Extracted material Start Marker

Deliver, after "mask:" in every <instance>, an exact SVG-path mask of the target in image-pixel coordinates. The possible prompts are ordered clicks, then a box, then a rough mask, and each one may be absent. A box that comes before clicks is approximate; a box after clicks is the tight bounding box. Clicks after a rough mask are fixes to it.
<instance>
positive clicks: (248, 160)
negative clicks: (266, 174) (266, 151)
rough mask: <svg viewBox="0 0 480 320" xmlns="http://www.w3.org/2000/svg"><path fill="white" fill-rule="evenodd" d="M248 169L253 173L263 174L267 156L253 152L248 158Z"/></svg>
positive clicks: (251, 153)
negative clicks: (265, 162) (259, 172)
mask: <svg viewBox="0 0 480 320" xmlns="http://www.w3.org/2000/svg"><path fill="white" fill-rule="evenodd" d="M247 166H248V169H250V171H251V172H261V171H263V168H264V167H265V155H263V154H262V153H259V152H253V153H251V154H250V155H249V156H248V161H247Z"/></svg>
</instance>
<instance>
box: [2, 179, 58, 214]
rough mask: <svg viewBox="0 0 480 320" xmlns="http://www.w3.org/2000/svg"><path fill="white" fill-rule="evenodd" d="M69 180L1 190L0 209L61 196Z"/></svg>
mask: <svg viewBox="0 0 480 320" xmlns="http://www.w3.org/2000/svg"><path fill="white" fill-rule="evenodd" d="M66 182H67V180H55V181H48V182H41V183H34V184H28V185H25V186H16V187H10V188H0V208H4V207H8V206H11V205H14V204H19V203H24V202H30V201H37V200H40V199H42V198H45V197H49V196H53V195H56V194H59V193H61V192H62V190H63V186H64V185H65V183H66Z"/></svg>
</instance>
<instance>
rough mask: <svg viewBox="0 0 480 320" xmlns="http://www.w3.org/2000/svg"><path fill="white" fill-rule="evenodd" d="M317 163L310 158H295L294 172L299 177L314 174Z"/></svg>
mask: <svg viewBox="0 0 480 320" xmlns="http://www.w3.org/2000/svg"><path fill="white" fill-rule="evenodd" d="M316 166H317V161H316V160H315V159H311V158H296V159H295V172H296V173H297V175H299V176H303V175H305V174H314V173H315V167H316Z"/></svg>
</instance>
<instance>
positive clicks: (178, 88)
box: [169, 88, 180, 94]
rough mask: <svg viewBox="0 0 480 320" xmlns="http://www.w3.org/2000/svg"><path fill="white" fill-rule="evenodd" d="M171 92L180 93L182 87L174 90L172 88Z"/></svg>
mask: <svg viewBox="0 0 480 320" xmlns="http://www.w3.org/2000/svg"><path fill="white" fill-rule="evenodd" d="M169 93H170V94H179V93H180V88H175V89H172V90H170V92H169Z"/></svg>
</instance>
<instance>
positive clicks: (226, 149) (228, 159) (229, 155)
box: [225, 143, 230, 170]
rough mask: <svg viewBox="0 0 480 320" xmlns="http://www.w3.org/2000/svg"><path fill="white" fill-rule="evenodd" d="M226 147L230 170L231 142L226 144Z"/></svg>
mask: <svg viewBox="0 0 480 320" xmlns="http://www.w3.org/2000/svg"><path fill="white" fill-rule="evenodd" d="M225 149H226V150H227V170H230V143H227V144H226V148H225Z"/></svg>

Extracted material End Marker
Extracted material Start Marker

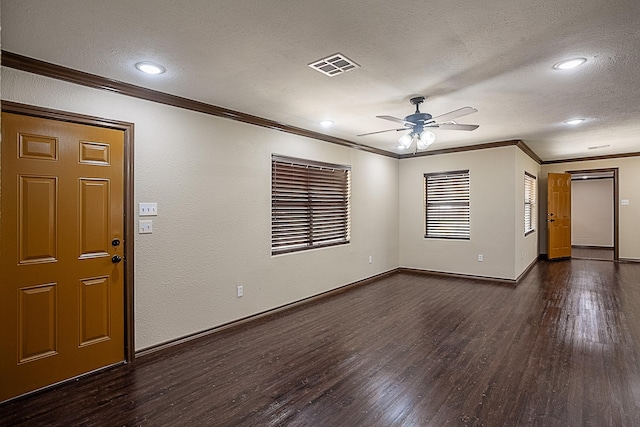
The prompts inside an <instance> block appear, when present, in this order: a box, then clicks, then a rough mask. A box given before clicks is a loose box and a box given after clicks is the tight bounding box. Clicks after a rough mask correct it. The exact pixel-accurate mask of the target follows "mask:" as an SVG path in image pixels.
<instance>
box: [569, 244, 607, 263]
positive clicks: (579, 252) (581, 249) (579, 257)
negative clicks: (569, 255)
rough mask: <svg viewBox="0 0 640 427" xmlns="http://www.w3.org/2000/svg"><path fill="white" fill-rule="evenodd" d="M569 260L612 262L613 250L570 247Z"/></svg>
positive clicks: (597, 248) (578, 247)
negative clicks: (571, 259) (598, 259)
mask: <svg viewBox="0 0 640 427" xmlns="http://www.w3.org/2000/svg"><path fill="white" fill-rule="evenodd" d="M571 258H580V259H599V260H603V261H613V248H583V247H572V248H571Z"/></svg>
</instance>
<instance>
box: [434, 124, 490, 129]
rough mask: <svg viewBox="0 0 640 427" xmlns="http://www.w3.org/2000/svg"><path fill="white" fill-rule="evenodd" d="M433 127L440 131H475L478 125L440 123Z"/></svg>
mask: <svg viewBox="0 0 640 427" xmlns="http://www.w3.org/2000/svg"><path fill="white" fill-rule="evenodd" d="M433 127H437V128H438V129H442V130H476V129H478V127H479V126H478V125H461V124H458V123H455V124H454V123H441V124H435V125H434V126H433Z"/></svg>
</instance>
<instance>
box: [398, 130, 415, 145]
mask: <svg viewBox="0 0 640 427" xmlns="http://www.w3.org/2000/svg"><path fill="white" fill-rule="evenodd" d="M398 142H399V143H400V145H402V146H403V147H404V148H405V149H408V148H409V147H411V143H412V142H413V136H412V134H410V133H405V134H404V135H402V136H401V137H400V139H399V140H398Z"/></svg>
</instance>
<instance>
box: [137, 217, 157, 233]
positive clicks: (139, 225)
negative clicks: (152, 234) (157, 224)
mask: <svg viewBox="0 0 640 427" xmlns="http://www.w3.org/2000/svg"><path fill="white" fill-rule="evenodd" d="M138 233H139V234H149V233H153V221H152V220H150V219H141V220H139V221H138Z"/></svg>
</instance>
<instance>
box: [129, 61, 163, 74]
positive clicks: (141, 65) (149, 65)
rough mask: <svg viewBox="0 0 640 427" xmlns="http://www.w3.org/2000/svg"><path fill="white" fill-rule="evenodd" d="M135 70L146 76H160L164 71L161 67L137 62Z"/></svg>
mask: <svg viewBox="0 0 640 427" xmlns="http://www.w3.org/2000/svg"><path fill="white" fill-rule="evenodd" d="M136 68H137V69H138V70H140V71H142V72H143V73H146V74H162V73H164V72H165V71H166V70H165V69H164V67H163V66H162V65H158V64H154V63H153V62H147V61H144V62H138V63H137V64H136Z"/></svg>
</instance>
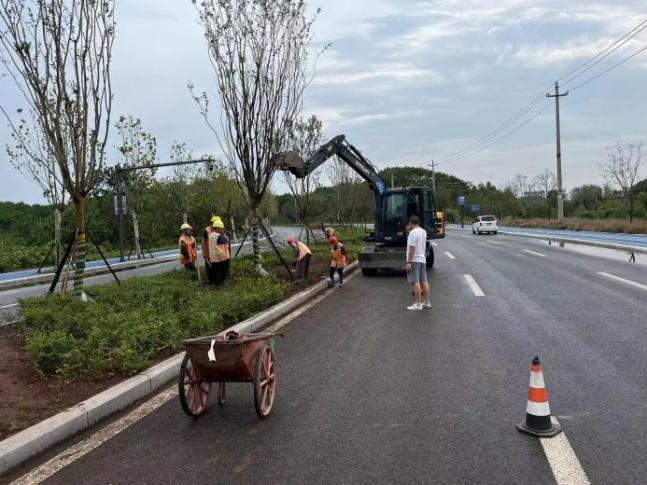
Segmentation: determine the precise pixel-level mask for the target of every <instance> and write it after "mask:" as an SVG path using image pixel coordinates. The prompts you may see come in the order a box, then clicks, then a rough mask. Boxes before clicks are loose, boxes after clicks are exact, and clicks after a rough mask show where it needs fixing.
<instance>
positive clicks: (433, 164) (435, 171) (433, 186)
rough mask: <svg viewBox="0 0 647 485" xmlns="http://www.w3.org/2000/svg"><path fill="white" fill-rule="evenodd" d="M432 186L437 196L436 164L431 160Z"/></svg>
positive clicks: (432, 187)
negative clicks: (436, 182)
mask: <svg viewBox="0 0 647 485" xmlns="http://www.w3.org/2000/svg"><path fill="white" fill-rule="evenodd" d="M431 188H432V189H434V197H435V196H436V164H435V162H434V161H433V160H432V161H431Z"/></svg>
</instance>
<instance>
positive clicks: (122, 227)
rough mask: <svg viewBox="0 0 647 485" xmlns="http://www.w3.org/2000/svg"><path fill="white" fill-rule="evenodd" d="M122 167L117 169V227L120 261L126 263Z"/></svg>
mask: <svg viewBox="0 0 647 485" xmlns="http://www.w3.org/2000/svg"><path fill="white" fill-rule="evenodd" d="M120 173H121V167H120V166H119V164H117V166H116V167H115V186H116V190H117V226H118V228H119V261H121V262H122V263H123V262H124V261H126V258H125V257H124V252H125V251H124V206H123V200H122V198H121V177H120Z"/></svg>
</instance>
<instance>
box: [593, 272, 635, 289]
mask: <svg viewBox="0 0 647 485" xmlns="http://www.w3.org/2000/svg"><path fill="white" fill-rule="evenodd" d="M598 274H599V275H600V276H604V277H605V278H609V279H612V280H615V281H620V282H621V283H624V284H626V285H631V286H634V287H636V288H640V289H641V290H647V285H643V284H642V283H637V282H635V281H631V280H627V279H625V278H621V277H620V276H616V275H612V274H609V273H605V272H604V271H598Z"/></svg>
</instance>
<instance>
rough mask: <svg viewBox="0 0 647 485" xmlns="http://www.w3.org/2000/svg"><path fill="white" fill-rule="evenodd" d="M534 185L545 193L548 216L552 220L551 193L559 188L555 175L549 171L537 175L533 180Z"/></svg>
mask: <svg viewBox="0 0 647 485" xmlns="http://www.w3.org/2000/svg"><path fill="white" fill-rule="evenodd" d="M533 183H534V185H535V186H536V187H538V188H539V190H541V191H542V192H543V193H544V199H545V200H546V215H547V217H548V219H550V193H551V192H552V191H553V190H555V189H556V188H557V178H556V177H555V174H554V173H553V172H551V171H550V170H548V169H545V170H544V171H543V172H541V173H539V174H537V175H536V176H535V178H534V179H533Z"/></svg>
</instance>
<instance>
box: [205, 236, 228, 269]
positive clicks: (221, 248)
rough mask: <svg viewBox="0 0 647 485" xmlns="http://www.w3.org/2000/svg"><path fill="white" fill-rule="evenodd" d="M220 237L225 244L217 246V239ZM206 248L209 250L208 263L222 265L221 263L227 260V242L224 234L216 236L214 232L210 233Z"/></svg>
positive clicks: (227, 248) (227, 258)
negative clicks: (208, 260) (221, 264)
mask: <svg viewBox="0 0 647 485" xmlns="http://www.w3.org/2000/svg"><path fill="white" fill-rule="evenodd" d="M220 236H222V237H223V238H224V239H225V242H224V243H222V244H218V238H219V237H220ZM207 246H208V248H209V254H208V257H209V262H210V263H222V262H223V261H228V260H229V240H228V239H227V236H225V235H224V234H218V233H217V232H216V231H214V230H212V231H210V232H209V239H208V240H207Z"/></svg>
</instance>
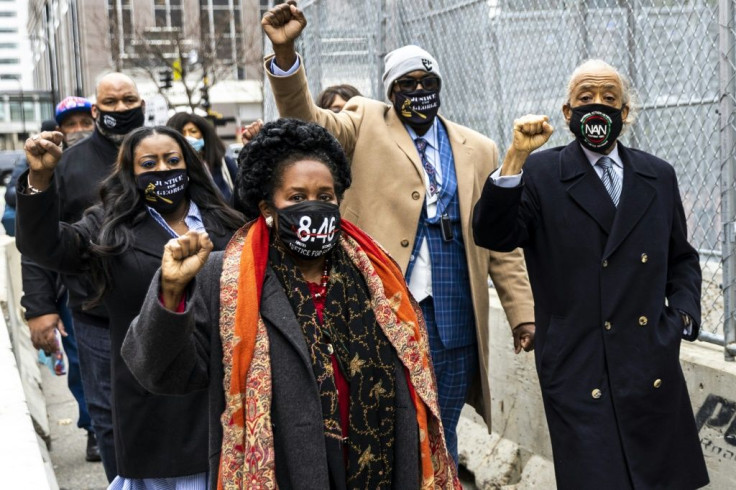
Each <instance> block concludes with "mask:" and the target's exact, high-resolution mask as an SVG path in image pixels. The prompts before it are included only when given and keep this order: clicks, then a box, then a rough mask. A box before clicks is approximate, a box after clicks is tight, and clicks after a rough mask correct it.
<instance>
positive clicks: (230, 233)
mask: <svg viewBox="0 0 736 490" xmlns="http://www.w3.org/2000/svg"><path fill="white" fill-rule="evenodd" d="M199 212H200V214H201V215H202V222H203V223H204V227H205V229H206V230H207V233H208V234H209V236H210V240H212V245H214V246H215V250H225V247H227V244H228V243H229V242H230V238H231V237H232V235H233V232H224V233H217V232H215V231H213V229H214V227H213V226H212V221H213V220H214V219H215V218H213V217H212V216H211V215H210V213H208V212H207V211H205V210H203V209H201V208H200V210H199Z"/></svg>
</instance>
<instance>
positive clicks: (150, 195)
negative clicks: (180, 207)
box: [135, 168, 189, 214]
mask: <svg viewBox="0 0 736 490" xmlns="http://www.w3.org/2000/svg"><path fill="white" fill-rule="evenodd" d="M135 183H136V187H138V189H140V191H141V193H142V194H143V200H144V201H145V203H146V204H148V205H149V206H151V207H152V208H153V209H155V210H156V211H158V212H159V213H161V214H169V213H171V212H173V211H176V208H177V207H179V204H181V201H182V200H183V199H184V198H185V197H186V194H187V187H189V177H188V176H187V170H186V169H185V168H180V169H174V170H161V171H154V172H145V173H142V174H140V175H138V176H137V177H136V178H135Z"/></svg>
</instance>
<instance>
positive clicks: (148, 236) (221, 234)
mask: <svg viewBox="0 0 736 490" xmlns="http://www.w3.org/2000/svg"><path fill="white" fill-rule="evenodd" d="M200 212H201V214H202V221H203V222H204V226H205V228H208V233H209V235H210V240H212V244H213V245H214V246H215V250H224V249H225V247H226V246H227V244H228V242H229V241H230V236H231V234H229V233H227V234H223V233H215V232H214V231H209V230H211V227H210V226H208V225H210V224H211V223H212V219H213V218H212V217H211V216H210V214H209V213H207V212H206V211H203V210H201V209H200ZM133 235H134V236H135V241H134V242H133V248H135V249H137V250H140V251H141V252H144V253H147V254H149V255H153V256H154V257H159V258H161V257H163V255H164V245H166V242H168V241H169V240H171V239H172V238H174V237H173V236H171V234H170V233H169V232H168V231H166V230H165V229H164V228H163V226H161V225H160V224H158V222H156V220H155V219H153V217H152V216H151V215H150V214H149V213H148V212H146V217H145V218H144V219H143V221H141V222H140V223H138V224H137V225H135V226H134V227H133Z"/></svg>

Extracted material End Marker

### [Task to complete]
For this task, return exactly the stretch of the listing above from the line with "positive clicks: (227, 248) (227, 258)" through the line with "negative clicks: (180, 207)", inclusive and without pictures.

### [Exercise solution]
positive clicks: (227, 248) (227, 258)
negative clicks: (208, 260) (221, 264)
mask: <svg viewBox="0 0 647 485" xmlns="http://www.w3.org/2000/svg"><path fill="white" fill-rule="evenodd" d="M220 236H222V237H223V238H224V239H225V242H224V243H222V244H218V238H219V237H220ZM207 246H208V248H209V254H208V257H209V262H210V263H222V262H223V261H228V260H229V240H228V239H227V236H225V235H224V234H218V233H217V232H216V231H214V230H212V231H210V232H209V239H208V240H207Z"/></svg>
</instance>
Each <instance> block concludes with "mask:" and the target's exact, high-resolution mask as an SVG path in image pixels. The prompts before it are included only when given and keep this order: clicks, then a box, then a rough mask. A box before clicks is approximate, a box after clicks is tight, and clicks after a rough mask correct it.
<instance>
positive clicks: (230, 233)
mask: <svg viewBox="0 0 736 490" xmlns="http://www.w3.org/2000/svg"><path fill="white" fill-rule="evenodd" d="M199 212H200V214H201V215H202V222H203V223H204V227H205V229H206V230H207V233H208V234H209V236H210V240H212V245H214V246H215V250H225V247H227V244H228V243H229V242H230V238H231V237H232V235H233V232H224V233H217V232H215V231H213V229H214V227H213V226H212V221H213V220H214V219H215V218H213V217H212V216H211V215H210V213H208V212H207V211H205V210H203V209H201V208H200V210H199Z"/></svg>
</instance>
<instance>
positive clicks: (150, 195)
negative clicks: (180, 207)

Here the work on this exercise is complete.